> **TASK BRIEF**
How many lines in the items below contain the string "paddle"? Case matters. Reply with the number alone.
=== DATA TO PROCESS ===
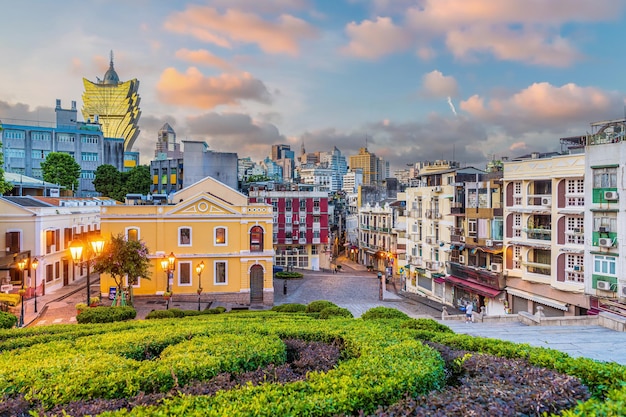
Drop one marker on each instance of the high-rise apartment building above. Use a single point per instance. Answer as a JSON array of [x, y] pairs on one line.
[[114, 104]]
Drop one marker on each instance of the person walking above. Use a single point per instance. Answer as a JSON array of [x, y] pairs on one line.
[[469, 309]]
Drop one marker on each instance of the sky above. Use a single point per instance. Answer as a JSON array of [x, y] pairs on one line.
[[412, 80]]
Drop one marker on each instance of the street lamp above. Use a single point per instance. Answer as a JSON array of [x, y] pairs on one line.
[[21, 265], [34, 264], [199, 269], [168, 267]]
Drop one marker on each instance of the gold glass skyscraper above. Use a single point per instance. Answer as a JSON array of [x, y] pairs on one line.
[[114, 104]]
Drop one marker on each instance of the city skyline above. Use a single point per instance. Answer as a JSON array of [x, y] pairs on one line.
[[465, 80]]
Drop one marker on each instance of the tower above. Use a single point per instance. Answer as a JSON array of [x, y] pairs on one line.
===
=== DATA TO PROCESS ===
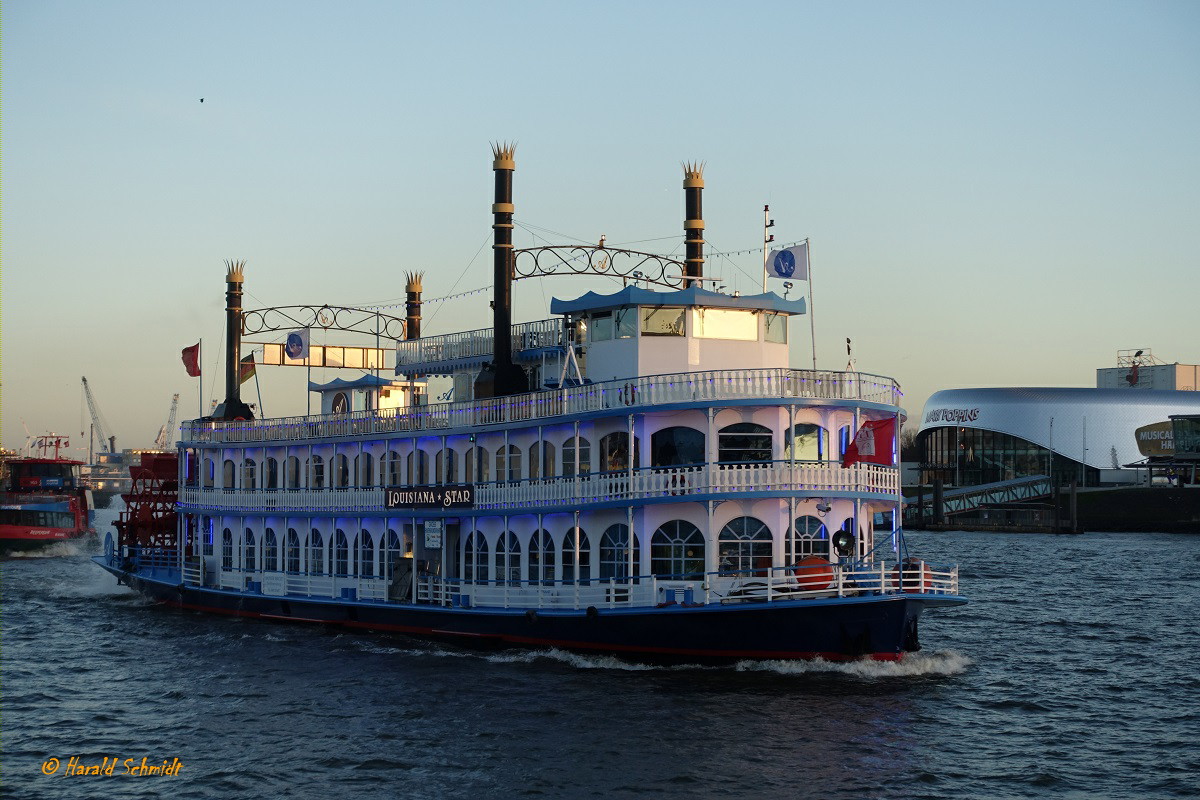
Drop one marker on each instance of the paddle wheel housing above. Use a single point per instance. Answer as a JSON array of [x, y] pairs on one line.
===
=== DATA TO PROCESS ===
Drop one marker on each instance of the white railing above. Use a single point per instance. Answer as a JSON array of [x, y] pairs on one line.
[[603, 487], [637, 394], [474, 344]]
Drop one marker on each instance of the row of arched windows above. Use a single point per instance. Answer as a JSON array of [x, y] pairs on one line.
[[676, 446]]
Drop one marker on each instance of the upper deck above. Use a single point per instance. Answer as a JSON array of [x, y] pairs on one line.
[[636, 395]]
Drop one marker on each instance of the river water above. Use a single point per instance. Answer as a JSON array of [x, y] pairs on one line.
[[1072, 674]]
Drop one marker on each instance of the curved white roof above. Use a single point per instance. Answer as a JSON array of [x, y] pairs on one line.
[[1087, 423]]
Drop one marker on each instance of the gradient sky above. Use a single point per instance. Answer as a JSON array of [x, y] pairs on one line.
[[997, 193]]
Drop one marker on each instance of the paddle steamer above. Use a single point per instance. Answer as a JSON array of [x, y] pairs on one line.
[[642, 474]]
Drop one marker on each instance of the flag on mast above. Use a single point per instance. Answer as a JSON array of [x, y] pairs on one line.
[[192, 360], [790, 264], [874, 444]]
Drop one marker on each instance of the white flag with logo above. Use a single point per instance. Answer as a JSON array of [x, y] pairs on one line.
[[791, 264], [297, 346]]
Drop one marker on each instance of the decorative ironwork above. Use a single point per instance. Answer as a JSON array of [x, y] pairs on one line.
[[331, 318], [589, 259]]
===
> **TASK SOLUTION**
2